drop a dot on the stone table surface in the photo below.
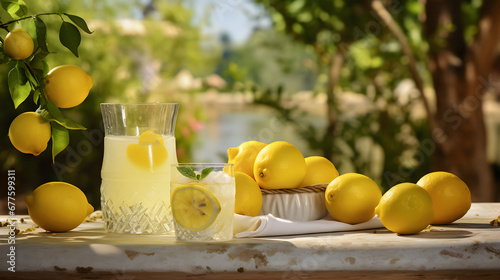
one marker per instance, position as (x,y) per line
(469,246)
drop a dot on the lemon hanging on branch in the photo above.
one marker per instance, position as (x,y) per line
(67,86)
(64,87)
(18,44)
(29,133)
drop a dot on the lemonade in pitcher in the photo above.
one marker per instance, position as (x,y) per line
(135,188)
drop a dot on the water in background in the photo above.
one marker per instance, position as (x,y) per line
(227,127)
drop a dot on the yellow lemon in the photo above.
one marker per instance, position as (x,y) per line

+-------+

STATED PROBLEM = Write out all of the records above word for word, but leave out the pictures.

ANSWER TO THIS EXERCISE =
drop a dot on the stone table surface in the photo below.
one marker per instance, position as (x,y) per line
(469,246)
drop a dot on the lemon hanging on branch in the photo above.
one marker per instance, position as (x,y) per line
(67,86)
(64,87)
(18,44)
(29,133)
drop a dot on the lemonade in pitcher in the photo above.
one marker per instance, position as (x,y) per line
(135,188)
drop a dot on the water in background in the photo above.
one marker per instance, position as (x,y) per line
(227,127)
drop a dot on the yellow lemon in the photo above.
one marker per instance, position as (x,y) per line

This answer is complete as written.